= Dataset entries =
┄┄┄┄┄┄
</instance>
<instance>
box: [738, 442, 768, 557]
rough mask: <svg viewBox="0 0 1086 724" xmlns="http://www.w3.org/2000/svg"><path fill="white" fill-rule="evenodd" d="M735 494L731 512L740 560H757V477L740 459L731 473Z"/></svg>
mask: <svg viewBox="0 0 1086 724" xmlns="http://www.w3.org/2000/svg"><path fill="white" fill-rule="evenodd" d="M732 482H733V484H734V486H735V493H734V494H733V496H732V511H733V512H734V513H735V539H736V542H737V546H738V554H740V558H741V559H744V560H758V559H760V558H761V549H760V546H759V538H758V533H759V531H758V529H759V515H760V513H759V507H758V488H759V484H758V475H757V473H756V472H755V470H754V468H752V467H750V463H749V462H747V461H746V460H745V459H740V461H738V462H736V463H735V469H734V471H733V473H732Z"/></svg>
┄┄┄┄┄┄
= TASK STATEMENT =
Rewrite the lines above with "rough mask" swapped for "coarse mask" and nothing else changed.

= RESULT OF THIS TASK =
</instance>
<instance>
box: [738, 442, 768, 557]
coarse mask: <svg viewBox="0 0 1086 724" xmlns="http://www.w3.org/2000/svg"><path fill="white" fill-rule="evenodd" d="M735 494L731 512L740 560H757V477L740 459L731 473Z"/></svg>
mask: <svg viewBox="0 0 1086 724" xmlns="http://www.w3.org/2000/svg"><path fill="white" fill-rule="evenodd" d="M732 482H733V484H734V486H735V493H734V494H733V496H732V511H733V512H734V513H735V539H736V542H737V546H738V554H740V558H741V559H744V560H758V559H760V558H761V549H760V546H759V538H758V533H759V531H758V529H759V515H760V513H759V507H758V488H759V484H758V475H757V473H756V472H755V470H754V468H752V467H750V463H749V462H747V461H746V460H745V459H740V461H738V462H736V463H735V469H734V471H733V473H732Z"/></svg>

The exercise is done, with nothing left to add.